Pick out each line in the data below that contains the word "football", and copy those lines.
***** PROVIDED INFORMATION *****
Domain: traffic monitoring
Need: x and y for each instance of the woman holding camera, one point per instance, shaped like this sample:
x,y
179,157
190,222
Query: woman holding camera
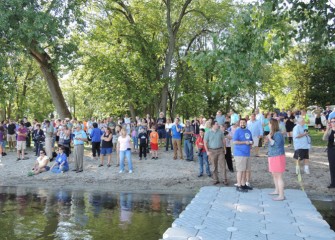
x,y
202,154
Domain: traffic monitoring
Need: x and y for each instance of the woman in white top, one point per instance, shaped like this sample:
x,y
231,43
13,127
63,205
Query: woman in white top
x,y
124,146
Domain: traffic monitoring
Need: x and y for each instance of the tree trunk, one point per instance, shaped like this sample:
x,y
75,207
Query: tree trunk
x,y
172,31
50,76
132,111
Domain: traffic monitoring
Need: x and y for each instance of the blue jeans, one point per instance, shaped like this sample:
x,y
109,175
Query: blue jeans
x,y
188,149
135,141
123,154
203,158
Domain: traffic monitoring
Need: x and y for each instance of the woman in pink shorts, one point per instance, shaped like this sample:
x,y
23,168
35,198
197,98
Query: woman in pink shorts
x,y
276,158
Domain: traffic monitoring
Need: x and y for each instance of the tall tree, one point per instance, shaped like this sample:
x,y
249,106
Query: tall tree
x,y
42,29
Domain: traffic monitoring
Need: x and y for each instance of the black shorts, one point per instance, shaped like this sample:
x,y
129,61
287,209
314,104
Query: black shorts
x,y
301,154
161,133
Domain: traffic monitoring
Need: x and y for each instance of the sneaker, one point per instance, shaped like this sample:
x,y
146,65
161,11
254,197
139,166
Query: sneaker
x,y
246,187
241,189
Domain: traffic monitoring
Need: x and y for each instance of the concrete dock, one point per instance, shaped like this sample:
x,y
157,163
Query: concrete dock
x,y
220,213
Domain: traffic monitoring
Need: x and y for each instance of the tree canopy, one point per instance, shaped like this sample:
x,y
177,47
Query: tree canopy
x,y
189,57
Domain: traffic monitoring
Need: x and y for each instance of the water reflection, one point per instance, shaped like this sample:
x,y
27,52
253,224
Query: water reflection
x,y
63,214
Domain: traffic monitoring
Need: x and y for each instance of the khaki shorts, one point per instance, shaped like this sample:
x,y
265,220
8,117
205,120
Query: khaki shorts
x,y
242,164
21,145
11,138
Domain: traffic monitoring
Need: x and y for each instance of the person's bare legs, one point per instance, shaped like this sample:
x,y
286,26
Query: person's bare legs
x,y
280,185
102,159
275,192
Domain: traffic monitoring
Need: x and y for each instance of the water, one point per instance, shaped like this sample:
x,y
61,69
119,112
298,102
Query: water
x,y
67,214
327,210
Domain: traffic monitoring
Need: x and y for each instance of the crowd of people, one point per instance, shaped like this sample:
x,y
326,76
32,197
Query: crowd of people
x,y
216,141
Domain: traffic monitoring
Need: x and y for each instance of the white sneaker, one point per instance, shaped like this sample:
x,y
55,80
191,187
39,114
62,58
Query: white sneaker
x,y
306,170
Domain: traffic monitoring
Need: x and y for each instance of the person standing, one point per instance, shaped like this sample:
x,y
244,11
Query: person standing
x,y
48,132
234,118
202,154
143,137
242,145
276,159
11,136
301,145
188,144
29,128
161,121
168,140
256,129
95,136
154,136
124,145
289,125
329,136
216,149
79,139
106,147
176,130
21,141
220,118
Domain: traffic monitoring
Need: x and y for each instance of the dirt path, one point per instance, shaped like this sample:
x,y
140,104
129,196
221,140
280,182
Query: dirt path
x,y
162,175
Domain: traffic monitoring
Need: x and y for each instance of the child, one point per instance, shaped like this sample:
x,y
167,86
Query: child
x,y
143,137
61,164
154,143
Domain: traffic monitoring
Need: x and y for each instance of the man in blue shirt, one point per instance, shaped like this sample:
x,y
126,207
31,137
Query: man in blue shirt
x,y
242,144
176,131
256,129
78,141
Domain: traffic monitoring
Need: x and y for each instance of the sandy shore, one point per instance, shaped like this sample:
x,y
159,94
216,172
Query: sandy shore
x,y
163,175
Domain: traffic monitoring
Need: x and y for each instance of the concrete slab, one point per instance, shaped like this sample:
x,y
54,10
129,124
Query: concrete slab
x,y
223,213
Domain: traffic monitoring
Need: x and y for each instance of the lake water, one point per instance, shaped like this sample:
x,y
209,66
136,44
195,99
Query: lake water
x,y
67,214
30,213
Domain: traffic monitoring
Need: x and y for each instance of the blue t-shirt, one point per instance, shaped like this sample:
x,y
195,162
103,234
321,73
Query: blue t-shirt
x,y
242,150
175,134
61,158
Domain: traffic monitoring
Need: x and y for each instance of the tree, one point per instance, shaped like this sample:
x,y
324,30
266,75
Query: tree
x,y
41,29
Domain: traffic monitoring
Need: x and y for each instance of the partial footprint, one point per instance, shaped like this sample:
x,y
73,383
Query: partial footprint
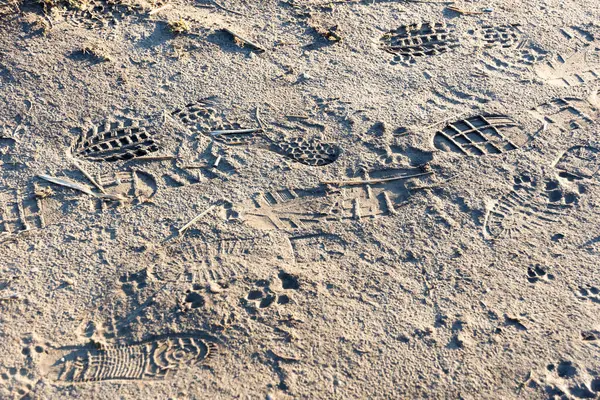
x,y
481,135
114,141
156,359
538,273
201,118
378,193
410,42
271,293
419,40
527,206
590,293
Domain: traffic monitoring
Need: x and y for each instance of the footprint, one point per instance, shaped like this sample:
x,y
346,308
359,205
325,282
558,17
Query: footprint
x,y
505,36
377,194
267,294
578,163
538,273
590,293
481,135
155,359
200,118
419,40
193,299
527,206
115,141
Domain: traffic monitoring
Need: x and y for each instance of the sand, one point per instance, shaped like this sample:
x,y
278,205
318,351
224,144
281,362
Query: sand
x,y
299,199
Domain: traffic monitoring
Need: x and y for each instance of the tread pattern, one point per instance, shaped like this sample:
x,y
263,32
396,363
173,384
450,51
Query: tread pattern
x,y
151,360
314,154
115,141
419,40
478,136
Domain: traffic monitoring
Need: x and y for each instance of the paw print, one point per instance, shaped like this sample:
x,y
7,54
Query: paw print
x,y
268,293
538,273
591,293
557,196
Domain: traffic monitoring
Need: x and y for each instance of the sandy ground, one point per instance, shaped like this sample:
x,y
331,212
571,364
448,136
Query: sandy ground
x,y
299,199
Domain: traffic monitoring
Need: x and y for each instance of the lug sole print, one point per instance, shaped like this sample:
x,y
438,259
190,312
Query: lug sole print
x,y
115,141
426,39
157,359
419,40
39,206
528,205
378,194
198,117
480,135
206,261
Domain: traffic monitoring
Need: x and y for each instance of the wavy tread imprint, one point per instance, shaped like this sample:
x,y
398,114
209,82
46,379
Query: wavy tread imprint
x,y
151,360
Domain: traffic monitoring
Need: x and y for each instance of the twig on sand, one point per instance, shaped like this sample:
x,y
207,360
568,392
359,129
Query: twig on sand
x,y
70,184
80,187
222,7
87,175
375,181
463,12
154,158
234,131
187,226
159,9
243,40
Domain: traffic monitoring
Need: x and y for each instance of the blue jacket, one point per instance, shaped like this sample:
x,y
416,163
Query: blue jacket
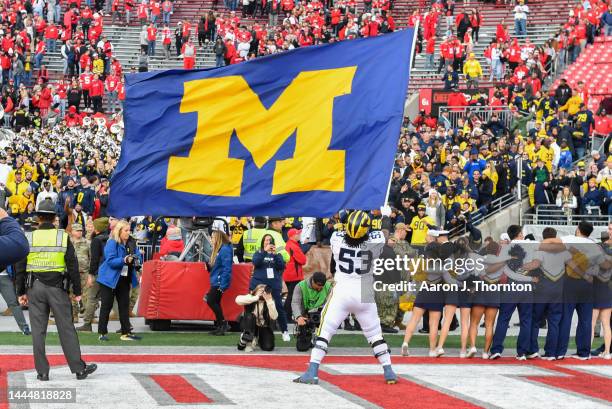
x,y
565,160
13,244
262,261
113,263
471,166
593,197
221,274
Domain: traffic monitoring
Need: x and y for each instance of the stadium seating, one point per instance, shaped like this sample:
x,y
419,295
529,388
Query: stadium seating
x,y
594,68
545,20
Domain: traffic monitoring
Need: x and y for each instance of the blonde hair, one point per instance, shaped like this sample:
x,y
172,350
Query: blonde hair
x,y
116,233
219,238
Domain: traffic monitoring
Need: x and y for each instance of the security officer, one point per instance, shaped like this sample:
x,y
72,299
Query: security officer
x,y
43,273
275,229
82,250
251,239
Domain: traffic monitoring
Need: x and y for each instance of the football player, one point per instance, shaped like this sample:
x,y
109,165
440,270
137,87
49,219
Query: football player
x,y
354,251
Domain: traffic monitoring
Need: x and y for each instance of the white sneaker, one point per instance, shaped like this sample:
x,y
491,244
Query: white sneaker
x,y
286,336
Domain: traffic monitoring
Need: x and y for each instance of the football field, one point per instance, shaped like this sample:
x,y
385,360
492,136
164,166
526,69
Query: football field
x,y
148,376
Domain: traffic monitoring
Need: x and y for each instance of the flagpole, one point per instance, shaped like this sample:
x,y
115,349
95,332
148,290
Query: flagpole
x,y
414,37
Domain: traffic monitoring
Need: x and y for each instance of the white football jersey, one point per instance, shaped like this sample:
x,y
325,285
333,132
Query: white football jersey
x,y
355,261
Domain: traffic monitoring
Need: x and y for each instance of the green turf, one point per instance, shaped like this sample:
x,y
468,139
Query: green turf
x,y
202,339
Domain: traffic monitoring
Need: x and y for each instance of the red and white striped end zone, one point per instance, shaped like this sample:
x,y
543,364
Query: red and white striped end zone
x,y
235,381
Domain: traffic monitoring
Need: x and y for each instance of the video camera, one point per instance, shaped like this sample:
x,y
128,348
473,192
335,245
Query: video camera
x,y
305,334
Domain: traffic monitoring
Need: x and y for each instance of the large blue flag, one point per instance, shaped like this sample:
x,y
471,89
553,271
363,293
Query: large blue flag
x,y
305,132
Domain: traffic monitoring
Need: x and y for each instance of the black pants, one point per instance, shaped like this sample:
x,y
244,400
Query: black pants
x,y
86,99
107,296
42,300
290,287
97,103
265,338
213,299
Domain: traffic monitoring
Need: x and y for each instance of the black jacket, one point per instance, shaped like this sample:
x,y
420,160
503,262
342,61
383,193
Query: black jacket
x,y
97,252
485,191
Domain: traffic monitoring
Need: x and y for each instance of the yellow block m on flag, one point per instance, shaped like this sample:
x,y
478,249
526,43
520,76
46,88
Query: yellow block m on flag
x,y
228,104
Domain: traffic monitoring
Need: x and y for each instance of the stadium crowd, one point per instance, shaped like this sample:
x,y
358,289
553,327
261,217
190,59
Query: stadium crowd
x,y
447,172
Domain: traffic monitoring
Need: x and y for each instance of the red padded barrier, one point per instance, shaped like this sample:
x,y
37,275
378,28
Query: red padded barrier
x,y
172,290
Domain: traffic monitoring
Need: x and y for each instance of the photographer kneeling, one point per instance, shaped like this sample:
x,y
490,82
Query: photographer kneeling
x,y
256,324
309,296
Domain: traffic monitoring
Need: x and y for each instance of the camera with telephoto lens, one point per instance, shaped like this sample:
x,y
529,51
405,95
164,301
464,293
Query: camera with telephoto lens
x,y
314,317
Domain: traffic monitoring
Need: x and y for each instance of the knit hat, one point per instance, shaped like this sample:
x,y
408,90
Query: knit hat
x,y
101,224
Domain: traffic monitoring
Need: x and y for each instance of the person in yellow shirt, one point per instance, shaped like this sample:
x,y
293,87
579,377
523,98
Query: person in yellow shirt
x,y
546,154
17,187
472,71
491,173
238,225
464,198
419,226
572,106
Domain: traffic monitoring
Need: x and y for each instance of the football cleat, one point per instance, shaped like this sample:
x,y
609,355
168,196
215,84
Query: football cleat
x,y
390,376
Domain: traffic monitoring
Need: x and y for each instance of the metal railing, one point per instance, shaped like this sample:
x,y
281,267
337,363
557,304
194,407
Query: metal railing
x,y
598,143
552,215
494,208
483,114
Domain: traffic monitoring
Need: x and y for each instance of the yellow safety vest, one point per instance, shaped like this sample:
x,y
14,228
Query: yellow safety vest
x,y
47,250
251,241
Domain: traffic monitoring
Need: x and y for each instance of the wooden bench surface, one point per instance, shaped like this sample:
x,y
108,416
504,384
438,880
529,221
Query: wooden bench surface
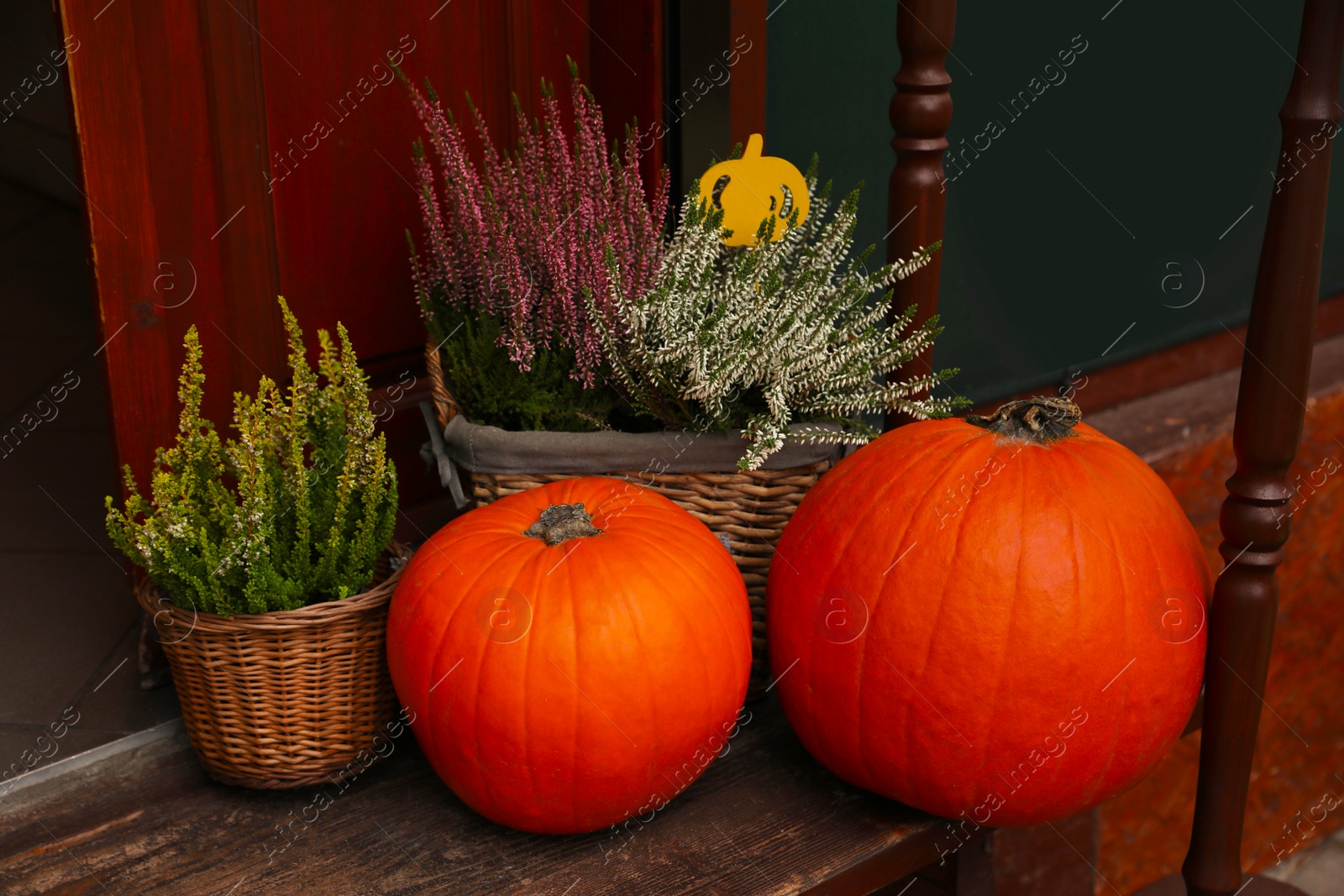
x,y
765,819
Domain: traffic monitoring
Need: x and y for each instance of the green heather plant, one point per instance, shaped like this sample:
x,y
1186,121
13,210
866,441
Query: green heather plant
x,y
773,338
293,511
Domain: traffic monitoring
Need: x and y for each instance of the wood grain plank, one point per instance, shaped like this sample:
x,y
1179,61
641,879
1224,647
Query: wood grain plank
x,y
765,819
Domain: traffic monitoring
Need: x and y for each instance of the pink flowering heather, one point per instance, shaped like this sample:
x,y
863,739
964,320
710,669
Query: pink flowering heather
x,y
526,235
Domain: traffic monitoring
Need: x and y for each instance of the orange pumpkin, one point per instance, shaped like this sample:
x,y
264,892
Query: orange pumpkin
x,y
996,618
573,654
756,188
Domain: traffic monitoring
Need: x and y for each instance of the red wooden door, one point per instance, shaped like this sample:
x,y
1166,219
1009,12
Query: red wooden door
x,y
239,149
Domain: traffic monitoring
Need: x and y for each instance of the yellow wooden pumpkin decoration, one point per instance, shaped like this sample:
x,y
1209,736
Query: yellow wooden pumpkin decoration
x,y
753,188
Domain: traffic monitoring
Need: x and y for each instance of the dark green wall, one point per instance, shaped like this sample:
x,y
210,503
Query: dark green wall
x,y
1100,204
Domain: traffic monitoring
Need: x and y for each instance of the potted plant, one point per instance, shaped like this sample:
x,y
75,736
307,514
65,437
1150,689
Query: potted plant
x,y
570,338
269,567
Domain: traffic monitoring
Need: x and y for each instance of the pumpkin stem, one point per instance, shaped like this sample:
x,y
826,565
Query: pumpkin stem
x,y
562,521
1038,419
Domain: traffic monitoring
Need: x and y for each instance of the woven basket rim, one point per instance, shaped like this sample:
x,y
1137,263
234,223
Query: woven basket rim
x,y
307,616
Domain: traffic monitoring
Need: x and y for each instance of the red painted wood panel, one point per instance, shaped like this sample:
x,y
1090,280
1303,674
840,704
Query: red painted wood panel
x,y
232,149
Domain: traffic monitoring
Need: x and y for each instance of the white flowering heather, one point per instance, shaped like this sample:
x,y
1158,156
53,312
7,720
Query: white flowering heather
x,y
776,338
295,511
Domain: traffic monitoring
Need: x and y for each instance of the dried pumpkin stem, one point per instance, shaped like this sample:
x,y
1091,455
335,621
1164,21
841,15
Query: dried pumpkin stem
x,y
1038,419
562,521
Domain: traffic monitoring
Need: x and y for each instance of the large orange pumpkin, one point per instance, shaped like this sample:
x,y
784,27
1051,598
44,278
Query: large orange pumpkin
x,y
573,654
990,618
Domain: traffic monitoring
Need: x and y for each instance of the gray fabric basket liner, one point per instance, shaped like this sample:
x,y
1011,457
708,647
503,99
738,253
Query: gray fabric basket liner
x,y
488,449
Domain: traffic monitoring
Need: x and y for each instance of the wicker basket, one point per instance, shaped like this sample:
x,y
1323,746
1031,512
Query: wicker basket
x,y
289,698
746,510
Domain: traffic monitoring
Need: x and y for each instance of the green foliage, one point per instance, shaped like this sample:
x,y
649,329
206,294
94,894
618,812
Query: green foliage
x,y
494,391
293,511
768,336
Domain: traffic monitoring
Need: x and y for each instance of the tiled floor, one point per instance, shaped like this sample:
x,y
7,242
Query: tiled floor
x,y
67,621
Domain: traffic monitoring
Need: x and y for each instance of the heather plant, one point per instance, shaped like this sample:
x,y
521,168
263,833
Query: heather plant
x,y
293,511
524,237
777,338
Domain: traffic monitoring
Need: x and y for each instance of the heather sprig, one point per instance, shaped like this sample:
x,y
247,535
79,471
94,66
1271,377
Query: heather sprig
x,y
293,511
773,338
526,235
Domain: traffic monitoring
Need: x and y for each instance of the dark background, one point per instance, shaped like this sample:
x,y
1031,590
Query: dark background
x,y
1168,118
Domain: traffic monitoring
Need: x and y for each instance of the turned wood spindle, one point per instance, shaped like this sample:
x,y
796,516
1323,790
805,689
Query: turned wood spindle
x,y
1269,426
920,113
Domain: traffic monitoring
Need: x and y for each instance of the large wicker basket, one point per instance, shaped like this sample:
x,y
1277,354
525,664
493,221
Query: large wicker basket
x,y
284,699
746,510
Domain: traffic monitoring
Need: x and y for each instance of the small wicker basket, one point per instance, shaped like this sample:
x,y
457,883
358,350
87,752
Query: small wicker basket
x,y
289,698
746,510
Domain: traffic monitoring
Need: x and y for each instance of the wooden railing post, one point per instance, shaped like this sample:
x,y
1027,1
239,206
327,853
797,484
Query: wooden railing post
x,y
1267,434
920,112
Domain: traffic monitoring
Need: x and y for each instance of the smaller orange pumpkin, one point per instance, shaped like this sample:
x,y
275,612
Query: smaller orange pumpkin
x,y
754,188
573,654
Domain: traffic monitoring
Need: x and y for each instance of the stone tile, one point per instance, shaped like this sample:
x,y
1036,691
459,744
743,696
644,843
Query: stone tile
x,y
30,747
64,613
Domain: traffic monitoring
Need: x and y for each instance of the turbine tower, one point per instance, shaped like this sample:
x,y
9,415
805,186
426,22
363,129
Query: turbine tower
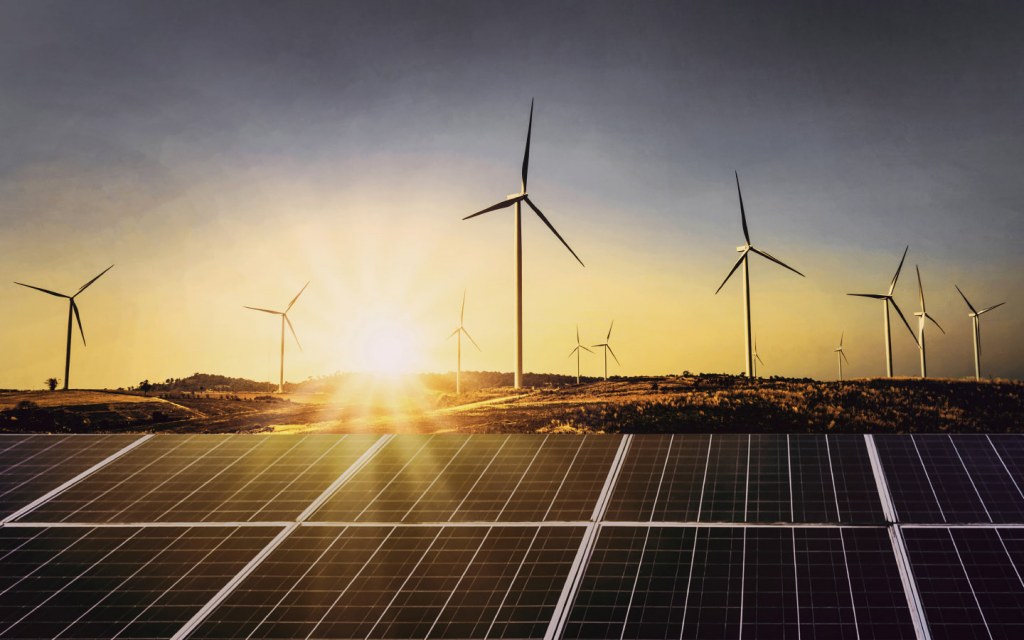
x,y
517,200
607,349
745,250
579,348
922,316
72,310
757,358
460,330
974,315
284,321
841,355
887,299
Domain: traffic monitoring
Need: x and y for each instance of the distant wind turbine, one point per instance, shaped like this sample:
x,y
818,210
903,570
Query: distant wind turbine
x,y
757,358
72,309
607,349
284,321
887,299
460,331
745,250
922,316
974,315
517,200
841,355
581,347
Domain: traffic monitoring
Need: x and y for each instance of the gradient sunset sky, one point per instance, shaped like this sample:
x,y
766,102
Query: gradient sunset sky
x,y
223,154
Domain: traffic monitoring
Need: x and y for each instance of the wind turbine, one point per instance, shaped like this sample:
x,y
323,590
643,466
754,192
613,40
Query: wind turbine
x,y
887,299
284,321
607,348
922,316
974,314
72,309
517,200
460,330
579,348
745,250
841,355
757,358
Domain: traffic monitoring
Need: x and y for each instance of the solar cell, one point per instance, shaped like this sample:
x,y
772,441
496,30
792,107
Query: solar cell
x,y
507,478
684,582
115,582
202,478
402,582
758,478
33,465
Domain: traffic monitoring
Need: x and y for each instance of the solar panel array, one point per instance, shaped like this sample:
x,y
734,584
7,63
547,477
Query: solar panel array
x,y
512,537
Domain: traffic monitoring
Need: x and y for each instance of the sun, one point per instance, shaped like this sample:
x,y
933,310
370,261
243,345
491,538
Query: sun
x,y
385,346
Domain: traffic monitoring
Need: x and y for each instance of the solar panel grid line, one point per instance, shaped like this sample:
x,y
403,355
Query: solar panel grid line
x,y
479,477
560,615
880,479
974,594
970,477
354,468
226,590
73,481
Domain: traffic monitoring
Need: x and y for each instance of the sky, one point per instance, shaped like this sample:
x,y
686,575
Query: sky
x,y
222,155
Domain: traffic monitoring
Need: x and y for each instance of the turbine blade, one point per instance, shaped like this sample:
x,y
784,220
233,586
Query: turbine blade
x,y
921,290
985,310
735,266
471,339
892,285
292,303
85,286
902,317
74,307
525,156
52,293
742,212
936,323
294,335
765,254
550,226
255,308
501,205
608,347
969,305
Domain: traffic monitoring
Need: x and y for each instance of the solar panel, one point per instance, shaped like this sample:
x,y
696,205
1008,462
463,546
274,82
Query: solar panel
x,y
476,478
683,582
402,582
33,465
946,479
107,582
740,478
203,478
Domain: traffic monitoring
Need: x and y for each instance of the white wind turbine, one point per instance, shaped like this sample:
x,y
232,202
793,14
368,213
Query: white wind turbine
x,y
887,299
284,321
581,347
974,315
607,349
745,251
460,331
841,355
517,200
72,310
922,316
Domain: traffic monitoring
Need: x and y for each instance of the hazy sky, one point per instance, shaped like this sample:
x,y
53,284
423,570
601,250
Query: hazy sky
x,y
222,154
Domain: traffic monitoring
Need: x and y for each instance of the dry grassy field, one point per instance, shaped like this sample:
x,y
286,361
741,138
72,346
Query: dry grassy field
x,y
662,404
*****
> _FINISHED EXERCISE_:
Need: x and y for each instance of the football player, one point per instance, shaped like this sample:
Query: football player
Need: x and y for each instance of the football field, one point per instance, shaped like this sample:
Query: football field
Need: x and y for each instance of the white football jersey, one point per instance, shaped like this sample:
Query: white football jersey
Need: x and y for each instance of the football cleat, one point per instance, shaped like this sample:
Query: football cleat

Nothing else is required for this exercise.